* Do this *
Give back all the data exactly, line by line.

* Data for this task *
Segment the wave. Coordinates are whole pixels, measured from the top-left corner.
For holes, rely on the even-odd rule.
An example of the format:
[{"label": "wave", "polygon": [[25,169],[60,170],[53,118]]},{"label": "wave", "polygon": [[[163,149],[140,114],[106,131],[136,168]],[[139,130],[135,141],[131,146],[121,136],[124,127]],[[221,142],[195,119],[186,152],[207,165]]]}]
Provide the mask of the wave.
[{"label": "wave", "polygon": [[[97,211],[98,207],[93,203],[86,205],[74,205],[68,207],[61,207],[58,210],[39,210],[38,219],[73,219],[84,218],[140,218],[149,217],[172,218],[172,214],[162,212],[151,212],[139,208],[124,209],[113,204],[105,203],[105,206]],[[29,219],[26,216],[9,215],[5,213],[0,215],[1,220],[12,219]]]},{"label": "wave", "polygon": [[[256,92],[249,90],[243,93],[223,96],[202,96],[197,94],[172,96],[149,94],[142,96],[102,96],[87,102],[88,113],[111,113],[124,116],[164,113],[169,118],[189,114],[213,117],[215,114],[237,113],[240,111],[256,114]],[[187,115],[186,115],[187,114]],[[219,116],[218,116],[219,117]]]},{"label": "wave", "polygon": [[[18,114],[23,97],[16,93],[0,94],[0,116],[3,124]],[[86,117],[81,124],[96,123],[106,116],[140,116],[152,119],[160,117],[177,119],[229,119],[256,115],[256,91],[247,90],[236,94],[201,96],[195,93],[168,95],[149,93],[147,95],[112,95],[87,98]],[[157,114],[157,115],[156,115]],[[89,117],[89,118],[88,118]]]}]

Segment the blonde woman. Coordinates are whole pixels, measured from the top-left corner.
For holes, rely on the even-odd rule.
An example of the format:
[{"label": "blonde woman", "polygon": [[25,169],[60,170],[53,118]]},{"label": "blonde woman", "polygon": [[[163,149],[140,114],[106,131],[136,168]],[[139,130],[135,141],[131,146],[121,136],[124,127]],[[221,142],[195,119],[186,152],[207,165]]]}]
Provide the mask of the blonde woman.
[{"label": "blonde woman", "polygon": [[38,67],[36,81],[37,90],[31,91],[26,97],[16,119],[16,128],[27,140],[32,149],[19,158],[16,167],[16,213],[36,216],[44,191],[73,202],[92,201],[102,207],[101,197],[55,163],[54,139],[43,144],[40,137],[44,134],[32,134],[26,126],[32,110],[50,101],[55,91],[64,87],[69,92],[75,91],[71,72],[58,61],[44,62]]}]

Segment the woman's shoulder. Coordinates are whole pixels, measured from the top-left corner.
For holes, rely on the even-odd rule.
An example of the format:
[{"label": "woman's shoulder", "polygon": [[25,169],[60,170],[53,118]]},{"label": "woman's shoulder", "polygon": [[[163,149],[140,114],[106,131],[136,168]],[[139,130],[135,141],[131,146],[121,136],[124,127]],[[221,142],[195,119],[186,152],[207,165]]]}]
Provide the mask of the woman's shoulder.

* Completed task *
Segment the wave. Coordinates are whole pixels, measured from the top-left corner.
For holes, rely on the even-odd rule.
An example of the format:
[{"label": "wave", "polygon": [[25,169],[60,170],[53,118]]},{"label": "wave", "polygon": [[[163,149],[140,114],[106,131],[136,168]],[[139,130],[135,141],[131,146],[121,136],[124,127]],[[221,142],[195,119],[186,152],[207,165]]]}]
Provide the mask of the wave.
[{"label": "wave", "polygon": [[[97,211],[98,207],[93,203],[86,205],[74,205],[68,207],[61,207],[58,210],[39,210],[38,219],[73,219],[84,218],[140,218],[149,217],[172,218],[172,214],[162,212],[151,212],[139,208],[124,209],[113,204],[105,203],[105,206]],[[29,219],[26,216],[9,215],[5,213],[0,215],[1,220],[12,219]]]},{"label": "wave", "polygon": [[[256,92],[249,90],[243,93],[223,96],[202,96],[197,94],[172,96],[149,94],[142,96],[102,96],[87,102],[88,113],[111,113],[124,116],[164,113],[169,118],[189,114],[213,117],[215,114],[237,113],[240,111],[256,114]],[[187,115],[186,115],[187,114]],[[219,116],[218,116],[219,117]]]},{"label": "wave", "polygon": [[[18,114],[23,97],[16,93],[0,94],[0,116],[3,124]],[[86,117],[81,124],[96,123],[106,116],[140,116],[152,119],[160,117],[177,119],[229,119],[256,115],[256,91],[247,90],[236,94],[201,96],[195,93],[168,95],[149,93],[147,95],[112,95],[87,98]],[[157,114],[157,115],[156,115]],[[89,117],[89,118],[88,118]]]}]

Segment the blonde woman. Coordinates are whole pixels, measured from the top-left corner.
For holes, rely on the even-odd rule.
An example of the format:
[{"label": "blonde woman", "polygon": [[25,169],[60,170],[53,118]]},{"label": "blonde woman", "polygon": [[[163,149],[140,114],[106,131],[136,168]],[[139,130],[135,141],[131,146],[121,136],[124,127]],[[221,142],[195,119],[186,152],[207,165]]]}]
Provide the mask of the blonde woman.
[{"label": "blonde woman", "polygon": [[38,67],[36,81],[37,90],[31,91],[26,97],[16,119],[16,128],[27,140],[32,149],[19,158],[16,167],[16,213],[36,216],[44,191],[73,202],[92,201],[102,207],[101,197],[55,163],[54,139],[43,144],[40,137],[44,134],[32,134],[26,126],[32,110],[50,101],[55,91],[64,87],[69,92],[75,91],[71,72],[58,61],[44,62]]}]

Segment the woman's shoulder. Coordinates are whole pixels, measured from the top-left corner.
For holes, rely on the even-odd rule.
An example of the format:
[{"label": "woman's shoulder", "polygon": [[25,169],[60,170],[53,118]]},{"label": "woman's shoulder", "polygon": [[[163,149],[140,114],[106,131],[136,168]],[[139,130],[135,141],[131,146],[121,136],[124,127]],[[221,142],[195,119],[186,152],[207,165]]]}]
Provide the mask of the woman's shoulder.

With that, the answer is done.